• [RECORD SET]:
+++

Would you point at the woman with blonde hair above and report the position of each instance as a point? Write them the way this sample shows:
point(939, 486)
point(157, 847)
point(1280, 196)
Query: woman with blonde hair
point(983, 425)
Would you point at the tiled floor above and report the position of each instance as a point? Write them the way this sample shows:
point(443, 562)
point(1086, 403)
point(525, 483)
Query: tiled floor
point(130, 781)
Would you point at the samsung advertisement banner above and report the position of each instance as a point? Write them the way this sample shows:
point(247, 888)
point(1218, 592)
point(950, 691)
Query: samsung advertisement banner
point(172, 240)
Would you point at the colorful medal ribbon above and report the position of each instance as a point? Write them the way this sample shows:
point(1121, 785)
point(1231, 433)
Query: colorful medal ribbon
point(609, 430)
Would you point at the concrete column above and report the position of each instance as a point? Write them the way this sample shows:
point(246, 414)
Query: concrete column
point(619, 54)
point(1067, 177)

+++

Could you copy out the items from the very beginning through the line containing "point(983, 425)", requests included, adding 109 to each coordinate in the answer points while leaving the sample points in the requests unchanged?

• [RESULT]:
Would you point at the woman with blonde hair above and report the position of each instance as a point? Write them the way this sample shows:
point(939, 486)
point(157, 847)
point(1280, 196)
Query: woman with blonde hair
point(1092, 534)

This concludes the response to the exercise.